GIVEN INSTRUCTION - Render this sentence from the article on CERT-In and AI-driven attacks into Spanish: "What once took weeks of manual work by skilled attackers now happens in hours through AI automation."

India's Cybersecurity Agency Demands 24/7 Defense as AI Cuts Attack Timelines to Hours
India's national cybersecurity agency is pushing enterprises to abandon traditional periodic security checks and shift to round-the-clock monitoring as artificial intelligence enables attackers to weaponize vulnerabilities in hours instead of days. The Indian Computer Emergency Response Team (CERT-In) released a comprehensive blueprint warning that AI-assisted cyber exploitation is compressing the gap between vulnerability discovery and active attacks, forcing organizations to rethink their entire defense strategy.
How Is AI Changing the Speed of Cyberattacks?
The acceleration is dramatic. CERT-In identified automated reconnaissance, vulnerability identification, exploit generation, and chained exploit execution as key risks emerging from AI-assisted cyber operations. What once took weeks of manual work by skilled attackers now happens in hours through AI automation. The agency warned that AI is "lowering the barrier for cybercrime" by allowing less-skilled actors to launch sophisticated attacks at scale.
This speed increase is reshaping how organizations must respond. CERT-In mandated that internet-facing exploited vulnerabilities affecting critical systems should be patched, mitigated, or isolated "within 12 hours" where feasible, while critical externally exposed vulnerabilities should be addressed within one day. These timelines represent a fundamental shift from the traditional quarterly or monthly patch cycles many enterprises still rely on.

DATA ROWS -
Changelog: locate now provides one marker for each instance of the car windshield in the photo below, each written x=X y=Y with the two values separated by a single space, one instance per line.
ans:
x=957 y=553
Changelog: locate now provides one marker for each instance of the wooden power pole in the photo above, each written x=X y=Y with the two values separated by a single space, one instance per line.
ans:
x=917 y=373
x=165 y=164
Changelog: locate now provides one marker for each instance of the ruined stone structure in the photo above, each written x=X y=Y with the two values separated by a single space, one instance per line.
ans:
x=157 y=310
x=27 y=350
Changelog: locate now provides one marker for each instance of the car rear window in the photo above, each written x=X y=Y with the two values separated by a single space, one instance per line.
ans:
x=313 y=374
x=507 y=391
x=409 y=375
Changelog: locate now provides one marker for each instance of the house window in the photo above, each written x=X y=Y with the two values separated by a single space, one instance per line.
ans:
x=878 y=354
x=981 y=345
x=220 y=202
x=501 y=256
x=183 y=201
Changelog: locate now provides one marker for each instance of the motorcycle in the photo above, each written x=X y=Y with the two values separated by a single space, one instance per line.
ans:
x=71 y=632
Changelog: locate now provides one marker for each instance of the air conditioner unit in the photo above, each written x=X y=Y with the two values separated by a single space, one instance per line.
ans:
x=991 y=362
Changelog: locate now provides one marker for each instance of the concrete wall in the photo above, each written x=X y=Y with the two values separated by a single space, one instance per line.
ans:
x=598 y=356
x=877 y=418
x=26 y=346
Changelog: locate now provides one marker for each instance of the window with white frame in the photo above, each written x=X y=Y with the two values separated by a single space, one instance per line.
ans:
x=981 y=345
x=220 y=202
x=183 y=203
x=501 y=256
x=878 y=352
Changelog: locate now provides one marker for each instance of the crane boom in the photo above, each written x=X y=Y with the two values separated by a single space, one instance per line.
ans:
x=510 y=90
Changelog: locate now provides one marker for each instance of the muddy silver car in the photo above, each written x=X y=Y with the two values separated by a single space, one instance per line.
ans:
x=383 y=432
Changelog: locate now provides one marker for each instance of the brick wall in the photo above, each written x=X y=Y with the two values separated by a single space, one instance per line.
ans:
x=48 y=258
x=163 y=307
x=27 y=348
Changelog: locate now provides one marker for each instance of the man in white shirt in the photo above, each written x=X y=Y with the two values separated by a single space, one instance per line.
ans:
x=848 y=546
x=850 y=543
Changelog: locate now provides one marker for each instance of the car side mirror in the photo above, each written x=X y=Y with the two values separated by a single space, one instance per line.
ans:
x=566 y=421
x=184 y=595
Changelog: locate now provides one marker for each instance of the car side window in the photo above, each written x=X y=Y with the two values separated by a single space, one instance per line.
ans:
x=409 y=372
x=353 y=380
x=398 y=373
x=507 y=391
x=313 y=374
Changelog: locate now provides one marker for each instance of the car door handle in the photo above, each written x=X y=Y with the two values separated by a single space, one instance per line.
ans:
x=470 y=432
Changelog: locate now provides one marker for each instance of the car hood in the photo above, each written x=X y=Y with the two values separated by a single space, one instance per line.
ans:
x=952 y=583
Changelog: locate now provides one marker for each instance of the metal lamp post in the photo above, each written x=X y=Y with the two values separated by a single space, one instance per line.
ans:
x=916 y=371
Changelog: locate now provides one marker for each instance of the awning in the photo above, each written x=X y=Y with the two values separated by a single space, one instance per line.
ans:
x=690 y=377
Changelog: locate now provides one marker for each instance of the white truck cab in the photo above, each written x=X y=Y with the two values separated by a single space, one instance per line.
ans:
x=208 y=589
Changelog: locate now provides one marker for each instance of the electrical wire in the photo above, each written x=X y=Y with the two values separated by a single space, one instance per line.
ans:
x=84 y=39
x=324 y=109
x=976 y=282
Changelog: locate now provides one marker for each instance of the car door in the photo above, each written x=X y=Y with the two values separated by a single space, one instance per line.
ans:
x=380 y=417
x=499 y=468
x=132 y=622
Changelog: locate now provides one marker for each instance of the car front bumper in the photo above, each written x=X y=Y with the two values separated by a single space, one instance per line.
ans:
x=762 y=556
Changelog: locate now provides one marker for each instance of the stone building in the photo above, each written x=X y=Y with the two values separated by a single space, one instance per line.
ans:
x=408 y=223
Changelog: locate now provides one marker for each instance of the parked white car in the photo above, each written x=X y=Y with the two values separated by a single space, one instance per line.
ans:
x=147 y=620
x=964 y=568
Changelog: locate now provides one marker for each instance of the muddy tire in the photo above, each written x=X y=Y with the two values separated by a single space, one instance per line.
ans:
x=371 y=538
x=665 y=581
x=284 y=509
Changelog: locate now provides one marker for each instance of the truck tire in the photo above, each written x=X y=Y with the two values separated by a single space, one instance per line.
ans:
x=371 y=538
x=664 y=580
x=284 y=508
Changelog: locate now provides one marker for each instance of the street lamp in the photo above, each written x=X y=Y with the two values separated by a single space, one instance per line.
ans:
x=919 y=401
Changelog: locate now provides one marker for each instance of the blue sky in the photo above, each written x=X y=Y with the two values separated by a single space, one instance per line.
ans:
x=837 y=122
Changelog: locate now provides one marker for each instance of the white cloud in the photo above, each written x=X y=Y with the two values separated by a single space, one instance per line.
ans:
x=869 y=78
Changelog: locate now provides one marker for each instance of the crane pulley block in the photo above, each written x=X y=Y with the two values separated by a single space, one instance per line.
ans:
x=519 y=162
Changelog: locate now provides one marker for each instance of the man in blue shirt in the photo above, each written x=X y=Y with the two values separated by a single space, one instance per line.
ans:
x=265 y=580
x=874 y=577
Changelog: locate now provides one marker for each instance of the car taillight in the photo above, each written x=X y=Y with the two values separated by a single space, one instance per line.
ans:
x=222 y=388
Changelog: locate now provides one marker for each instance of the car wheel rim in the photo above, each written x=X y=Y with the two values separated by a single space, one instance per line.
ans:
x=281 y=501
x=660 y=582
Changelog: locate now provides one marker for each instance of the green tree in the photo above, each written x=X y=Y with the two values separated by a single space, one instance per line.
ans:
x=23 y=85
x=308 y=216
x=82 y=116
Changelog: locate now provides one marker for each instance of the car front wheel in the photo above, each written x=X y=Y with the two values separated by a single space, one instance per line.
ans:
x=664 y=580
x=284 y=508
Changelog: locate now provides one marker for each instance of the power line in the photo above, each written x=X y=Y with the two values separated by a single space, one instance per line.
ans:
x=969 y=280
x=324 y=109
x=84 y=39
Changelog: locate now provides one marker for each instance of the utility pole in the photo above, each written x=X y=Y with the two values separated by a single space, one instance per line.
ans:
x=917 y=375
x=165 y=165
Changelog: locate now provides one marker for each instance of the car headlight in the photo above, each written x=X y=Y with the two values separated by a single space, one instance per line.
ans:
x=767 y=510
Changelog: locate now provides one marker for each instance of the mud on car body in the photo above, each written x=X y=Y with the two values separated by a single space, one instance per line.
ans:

THE RESULT - Lo que antes requería semanas de trabajo manual por parte de atacantes expertos ahora ocurre en horas gracias a la automatización mediante IA.